Prompt. Filter the items below, copying out every line that contains the string "neck". Treat case as significant when matching.

Dataset rows
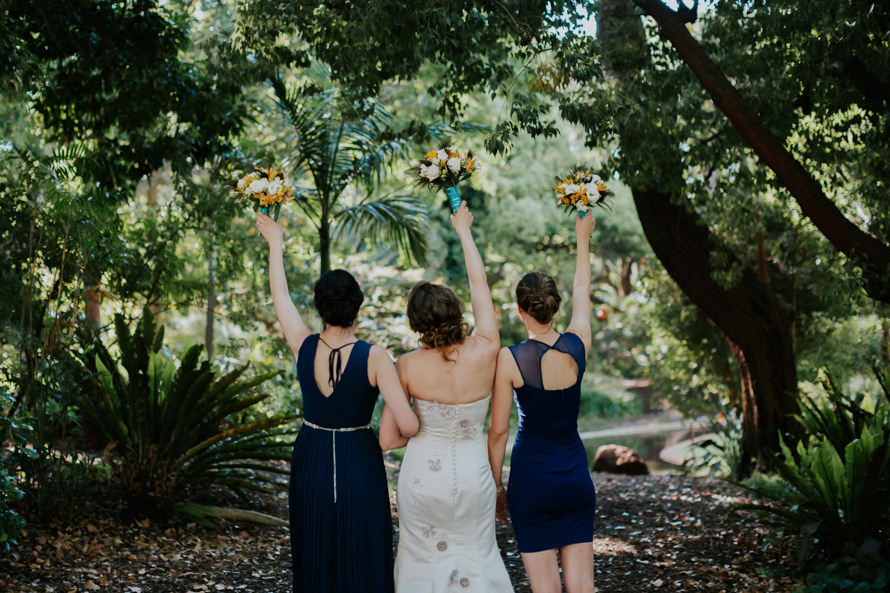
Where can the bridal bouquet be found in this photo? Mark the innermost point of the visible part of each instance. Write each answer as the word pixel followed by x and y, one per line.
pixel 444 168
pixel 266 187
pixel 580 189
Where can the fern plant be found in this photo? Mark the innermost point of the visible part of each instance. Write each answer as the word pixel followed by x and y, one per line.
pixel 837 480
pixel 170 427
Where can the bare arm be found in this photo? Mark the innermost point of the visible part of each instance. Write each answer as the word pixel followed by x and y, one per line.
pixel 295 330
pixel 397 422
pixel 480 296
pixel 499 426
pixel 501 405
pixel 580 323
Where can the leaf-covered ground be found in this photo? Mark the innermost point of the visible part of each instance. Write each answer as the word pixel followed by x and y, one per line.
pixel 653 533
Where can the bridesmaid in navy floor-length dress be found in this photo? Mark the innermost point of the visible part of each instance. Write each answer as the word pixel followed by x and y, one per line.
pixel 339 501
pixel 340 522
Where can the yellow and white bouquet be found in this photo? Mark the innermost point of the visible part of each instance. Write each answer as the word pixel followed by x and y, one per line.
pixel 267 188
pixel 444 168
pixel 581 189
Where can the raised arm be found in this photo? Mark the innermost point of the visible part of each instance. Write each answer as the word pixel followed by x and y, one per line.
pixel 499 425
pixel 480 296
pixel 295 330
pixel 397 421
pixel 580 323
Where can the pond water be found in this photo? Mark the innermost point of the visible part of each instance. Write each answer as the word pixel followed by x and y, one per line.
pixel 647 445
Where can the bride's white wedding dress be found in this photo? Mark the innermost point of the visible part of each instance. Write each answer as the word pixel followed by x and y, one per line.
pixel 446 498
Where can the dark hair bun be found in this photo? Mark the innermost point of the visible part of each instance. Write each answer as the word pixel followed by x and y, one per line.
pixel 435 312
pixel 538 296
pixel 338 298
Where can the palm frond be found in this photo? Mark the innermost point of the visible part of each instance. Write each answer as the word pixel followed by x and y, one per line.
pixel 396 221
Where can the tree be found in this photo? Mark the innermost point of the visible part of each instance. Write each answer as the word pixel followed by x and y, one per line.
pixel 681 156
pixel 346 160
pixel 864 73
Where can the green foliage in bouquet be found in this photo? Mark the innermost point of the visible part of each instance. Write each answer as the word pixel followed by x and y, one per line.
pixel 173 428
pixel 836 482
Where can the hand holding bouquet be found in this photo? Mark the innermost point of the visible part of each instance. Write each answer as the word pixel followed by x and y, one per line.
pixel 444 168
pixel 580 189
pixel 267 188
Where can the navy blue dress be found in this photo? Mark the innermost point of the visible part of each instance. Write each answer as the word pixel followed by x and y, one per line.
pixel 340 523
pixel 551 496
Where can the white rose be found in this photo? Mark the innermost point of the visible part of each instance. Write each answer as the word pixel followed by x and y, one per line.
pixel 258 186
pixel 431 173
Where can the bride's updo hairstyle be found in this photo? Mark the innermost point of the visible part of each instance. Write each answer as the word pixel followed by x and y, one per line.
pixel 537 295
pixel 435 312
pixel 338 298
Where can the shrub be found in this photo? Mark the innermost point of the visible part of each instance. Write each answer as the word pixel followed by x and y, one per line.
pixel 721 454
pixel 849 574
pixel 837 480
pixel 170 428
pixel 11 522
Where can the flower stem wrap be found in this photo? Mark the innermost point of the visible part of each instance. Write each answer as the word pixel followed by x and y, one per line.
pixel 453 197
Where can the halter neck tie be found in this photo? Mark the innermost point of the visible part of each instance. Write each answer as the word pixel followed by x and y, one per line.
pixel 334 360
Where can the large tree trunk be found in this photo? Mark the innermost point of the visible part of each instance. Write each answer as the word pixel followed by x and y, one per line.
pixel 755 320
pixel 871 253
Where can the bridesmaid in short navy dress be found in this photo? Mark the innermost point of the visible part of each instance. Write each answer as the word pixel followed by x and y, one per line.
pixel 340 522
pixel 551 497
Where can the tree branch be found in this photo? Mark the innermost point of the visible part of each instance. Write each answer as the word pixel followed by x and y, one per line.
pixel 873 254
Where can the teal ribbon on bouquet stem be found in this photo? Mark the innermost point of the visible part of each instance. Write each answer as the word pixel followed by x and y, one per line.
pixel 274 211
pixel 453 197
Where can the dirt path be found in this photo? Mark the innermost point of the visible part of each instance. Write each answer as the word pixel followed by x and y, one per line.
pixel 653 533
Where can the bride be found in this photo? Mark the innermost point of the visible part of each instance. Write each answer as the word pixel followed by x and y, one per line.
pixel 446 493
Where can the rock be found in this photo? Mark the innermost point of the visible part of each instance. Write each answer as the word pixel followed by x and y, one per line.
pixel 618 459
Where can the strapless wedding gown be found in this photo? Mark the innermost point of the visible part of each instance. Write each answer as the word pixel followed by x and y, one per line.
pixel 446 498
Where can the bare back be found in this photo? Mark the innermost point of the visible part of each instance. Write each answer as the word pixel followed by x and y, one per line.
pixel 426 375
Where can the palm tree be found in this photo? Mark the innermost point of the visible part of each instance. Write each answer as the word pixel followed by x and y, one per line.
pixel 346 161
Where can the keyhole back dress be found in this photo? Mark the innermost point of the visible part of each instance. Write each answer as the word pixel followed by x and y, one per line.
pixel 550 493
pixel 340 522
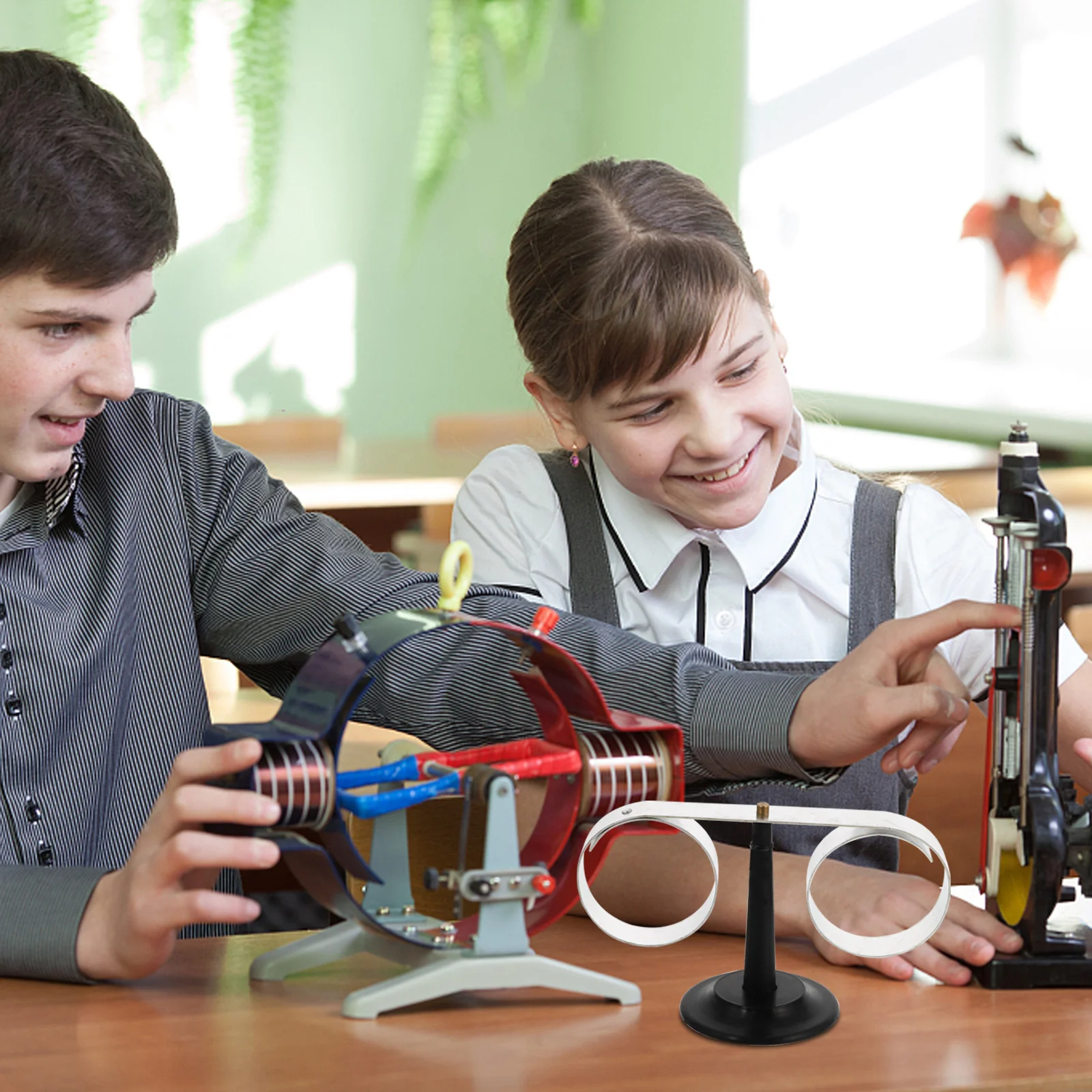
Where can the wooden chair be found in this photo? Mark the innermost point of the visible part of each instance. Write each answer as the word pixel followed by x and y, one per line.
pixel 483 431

---

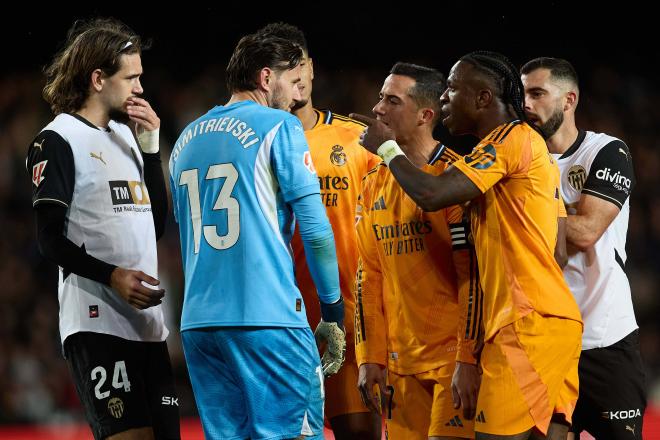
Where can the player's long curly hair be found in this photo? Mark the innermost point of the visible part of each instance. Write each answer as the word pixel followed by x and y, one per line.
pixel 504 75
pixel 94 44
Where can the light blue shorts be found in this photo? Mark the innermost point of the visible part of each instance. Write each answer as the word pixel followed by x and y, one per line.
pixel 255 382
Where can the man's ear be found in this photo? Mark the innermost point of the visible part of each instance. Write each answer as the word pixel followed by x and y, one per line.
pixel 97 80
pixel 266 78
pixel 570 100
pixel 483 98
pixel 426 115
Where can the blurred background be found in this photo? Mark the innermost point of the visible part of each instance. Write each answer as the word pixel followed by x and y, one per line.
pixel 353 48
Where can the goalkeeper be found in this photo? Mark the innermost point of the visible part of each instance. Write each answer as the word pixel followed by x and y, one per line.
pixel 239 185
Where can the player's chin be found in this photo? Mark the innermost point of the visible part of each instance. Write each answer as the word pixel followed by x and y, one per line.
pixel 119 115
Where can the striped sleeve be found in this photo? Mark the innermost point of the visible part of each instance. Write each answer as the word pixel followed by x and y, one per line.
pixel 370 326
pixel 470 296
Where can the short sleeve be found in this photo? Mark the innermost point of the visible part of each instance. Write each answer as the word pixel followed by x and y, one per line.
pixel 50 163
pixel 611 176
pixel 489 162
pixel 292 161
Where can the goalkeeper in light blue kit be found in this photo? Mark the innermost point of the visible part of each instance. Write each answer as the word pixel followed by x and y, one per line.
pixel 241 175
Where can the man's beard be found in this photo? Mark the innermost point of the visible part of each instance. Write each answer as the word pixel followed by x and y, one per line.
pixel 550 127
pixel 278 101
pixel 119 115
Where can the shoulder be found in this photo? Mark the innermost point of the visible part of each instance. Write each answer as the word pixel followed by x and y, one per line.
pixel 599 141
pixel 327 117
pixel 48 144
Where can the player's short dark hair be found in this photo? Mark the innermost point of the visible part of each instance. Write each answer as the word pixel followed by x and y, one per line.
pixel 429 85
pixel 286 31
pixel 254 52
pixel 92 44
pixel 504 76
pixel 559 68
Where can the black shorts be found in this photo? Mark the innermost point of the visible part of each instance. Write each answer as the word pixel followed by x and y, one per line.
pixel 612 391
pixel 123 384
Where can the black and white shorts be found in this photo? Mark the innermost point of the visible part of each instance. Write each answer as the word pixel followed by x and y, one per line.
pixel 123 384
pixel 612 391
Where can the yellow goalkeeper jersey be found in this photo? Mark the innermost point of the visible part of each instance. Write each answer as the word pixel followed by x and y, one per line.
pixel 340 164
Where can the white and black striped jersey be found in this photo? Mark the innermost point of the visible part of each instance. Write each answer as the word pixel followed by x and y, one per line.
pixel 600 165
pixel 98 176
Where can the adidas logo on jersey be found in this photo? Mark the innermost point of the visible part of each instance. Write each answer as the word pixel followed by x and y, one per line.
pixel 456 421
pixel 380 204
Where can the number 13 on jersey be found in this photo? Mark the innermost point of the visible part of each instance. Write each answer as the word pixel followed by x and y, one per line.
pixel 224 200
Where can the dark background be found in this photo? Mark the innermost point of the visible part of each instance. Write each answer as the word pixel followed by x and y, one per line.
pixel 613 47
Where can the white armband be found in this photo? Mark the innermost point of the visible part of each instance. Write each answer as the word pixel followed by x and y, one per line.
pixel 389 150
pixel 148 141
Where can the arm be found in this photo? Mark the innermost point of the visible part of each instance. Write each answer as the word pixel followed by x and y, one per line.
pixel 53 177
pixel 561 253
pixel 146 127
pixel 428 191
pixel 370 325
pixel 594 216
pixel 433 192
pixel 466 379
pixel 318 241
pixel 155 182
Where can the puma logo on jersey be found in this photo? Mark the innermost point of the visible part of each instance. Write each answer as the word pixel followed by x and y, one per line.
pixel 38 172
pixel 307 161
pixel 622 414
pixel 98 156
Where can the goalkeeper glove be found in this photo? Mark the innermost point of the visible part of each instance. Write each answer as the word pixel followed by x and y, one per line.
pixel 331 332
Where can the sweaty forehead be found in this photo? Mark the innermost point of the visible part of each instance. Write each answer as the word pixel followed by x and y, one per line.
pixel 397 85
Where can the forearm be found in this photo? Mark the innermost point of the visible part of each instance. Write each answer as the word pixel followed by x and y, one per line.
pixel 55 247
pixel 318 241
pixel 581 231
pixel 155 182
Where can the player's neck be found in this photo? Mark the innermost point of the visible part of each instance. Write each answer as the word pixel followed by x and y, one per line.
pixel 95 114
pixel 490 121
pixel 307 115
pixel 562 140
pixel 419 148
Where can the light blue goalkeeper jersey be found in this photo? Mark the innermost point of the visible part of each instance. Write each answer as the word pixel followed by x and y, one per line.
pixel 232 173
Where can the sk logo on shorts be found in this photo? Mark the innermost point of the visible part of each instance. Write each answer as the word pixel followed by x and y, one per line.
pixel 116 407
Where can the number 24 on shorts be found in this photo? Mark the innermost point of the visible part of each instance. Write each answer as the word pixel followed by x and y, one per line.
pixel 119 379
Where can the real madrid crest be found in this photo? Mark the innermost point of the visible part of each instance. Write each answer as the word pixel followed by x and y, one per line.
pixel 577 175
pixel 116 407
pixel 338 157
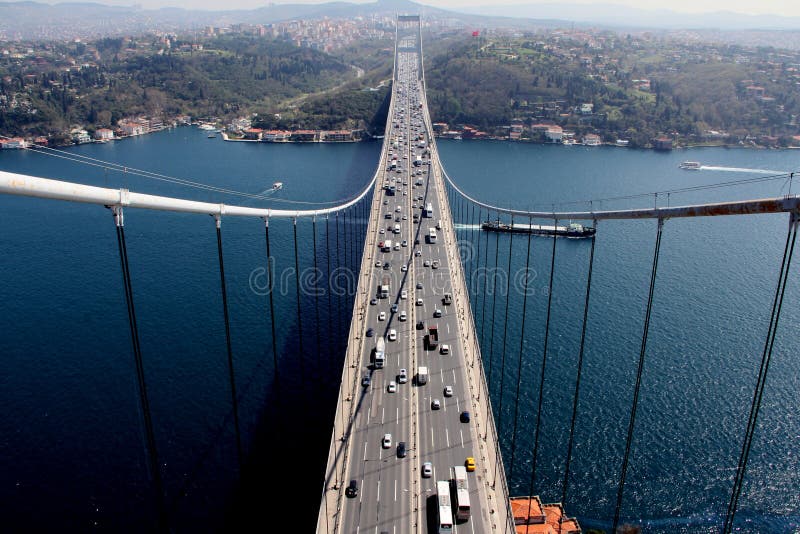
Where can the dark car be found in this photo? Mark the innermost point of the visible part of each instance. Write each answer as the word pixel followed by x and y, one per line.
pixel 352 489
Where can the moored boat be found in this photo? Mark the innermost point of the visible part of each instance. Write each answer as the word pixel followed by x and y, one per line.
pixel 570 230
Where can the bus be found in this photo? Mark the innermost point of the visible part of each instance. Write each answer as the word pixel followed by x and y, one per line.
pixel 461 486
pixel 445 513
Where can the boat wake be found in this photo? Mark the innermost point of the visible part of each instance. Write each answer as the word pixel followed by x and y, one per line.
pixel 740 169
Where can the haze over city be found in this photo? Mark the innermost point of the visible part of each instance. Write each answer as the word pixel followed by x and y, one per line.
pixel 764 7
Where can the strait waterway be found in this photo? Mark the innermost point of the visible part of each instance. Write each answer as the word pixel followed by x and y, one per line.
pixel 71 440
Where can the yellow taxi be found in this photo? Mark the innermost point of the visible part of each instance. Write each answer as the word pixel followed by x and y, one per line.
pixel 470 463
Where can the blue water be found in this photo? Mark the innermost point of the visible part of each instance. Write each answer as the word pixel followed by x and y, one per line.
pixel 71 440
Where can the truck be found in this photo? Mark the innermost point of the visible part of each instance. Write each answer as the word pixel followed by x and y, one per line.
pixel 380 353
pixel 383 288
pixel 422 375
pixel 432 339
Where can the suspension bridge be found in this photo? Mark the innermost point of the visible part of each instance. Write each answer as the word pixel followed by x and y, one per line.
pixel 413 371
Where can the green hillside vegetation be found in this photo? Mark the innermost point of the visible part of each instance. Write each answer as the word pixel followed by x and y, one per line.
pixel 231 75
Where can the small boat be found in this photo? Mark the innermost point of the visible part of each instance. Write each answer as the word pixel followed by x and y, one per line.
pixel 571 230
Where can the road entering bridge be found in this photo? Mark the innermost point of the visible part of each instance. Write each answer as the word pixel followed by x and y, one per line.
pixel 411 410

...

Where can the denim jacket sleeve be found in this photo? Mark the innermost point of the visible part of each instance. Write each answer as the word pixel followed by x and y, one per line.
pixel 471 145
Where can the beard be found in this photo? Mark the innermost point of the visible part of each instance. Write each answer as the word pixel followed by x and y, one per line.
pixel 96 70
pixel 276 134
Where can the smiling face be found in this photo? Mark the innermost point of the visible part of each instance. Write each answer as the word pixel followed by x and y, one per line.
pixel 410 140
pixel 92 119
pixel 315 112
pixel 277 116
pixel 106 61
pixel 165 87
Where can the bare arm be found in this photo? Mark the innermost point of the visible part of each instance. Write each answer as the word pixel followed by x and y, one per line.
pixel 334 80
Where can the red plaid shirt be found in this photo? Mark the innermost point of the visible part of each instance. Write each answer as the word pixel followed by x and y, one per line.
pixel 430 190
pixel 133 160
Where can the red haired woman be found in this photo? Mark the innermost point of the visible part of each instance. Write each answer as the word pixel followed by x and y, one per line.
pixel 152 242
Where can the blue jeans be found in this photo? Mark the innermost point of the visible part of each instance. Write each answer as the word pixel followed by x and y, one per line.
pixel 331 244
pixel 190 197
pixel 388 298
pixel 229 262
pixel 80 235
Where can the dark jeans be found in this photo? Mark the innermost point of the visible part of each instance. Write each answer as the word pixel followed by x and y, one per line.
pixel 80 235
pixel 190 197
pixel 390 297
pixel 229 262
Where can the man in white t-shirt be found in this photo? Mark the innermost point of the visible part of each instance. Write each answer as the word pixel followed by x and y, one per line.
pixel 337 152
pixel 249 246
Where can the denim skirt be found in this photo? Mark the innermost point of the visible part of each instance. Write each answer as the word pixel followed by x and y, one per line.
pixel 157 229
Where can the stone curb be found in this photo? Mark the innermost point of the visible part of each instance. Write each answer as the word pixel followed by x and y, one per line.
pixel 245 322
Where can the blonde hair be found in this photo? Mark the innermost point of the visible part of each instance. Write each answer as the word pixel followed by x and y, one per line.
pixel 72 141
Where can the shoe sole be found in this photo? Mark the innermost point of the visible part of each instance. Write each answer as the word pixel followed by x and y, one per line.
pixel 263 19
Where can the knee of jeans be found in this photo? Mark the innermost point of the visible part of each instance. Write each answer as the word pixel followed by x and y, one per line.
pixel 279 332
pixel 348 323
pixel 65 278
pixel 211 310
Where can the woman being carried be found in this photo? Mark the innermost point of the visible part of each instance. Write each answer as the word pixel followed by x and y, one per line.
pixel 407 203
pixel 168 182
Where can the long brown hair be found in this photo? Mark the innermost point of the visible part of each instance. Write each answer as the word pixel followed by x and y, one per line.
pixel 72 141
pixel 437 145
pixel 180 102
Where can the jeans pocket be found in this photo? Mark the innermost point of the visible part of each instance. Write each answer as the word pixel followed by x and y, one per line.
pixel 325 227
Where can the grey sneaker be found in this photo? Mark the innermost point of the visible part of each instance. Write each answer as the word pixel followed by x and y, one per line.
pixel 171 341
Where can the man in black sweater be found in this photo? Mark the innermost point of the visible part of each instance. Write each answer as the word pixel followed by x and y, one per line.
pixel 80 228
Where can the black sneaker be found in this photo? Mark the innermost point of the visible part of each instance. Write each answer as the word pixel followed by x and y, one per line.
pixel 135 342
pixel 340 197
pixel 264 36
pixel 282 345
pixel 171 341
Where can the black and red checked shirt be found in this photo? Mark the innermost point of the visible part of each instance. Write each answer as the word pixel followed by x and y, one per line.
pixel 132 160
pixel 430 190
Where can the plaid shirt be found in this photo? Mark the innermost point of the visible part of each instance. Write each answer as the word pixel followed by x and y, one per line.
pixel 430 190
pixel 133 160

Full solution.
Where can the halter neck tie be found in this photo? Mark the innermost point of the visible part of each instance. Write each answer as the word pixel followed by x and y, one per line.
Where can the player's neck be found in this photo? Mark the innermost point of the visible part of each instance. Write each answer as the word pixel followed by x and y, one per line.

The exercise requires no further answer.